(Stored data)
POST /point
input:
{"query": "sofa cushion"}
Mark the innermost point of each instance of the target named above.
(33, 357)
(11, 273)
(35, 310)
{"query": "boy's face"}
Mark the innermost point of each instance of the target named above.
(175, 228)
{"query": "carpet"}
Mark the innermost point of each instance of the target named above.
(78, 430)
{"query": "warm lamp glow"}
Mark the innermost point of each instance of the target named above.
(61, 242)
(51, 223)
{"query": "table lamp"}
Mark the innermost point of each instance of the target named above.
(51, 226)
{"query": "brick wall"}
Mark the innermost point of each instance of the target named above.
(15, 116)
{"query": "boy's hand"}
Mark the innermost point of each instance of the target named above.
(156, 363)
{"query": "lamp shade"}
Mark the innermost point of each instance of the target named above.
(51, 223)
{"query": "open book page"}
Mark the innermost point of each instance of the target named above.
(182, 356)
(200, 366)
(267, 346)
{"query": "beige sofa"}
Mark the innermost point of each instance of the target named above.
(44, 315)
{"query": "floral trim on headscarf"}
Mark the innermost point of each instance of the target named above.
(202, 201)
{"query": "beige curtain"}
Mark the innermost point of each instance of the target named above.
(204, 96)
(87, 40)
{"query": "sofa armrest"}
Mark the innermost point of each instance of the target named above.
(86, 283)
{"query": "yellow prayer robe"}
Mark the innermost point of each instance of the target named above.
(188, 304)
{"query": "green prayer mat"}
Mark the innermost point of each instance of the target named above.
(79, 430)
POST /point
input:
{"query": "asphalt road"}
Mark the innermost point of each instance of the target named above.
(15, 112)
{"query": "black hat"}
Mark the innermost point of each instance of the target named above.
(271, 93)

* * *

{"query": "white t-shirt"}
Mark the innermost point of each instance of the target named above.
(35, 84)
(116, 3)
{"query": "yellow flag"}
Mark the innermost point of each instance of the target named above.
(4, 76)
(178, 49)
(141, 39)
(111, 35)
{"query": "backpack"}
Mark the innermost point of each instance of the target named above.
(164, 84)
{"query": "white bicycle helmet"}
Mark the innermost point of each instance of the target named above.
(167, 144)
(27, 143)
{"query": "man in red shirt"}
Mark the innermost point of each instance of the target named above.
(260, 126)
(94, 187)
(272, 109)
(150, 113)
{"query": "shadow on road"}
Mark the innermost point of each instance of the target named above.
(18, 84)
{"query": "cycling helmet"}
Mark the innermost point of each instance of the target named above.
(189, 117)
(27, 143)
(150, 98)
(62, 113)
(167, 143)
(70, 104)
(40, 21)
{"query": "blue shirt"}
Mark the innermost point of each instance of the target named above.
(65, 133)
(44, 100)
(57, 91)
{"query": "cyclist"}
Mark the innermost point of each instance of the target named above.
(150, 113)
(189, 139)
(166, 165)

...

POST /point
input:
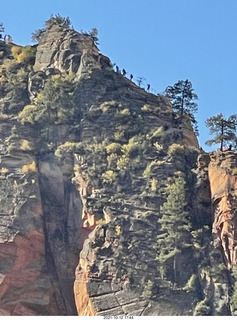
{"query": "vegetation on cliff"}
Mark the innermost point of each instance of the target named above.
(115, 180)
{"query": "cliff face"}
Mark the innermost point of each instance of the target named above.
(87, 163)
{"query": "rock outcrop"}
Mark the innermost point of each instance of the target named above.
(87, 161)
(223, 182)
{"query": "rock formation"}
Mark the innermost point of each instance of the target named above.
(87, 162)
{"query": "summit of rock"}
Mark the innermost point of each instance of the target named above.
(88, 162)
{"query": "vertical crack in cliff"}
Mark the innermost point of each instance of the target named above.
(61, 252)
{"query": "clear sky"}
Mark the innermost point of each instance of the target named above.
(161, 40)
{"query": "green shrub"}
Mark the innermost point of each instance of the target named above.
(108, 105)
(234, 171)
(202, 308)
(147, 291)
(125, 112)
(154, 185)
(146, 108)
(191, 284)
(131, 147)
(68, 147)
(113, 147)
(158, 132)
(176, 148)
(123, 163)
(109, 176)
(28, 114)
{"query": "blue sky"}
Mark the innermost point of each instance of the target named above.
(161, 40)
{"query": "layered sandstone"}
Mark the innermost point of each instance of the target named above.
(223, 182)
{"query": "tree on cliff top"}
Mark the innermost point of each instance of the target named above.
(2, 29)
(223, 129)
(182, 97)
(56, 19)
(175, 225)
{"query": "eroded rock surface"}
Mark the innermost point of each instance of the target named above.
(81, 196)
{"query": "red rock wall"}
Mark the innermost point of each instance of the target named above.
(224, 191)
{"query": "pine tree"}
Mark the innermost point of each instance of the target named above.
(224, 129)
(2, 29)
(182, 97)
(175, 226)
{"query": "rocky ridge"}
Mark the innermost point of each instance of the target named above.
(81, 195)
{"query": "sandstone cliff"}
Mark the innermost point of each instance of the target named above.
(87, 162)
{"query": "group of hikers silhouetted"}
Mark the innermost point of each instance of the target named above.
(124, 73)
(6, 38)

## WHAT THE TASK REQUIRES
Report every line of the entries above that contains the string "lamp". Matching is case-sensitive.

## SOLUTION
{"query": "warm lamp glow"}
{"query": "table lamp"}
{"query": "lamp shade"}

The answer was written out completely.